== Supplied material ==

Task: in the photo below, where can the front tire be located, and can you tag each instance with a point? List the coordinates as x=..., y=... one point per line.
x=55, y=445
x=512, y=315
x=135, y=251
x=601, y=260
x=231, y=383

===

* [What the exercise asks] Please rewrite the listing above, swapping "front tire" for "rear tire" and leaving everything else untouched.

* [Answer in full]
Task: in the photo below, where can the rear tire be located, and can you tag each instance with a point? List the coordinates as x=..., y=... one point per line.
x=55, y=445
x=512, y=315
x=135, y=251
x=601, y=260
x=231, y=383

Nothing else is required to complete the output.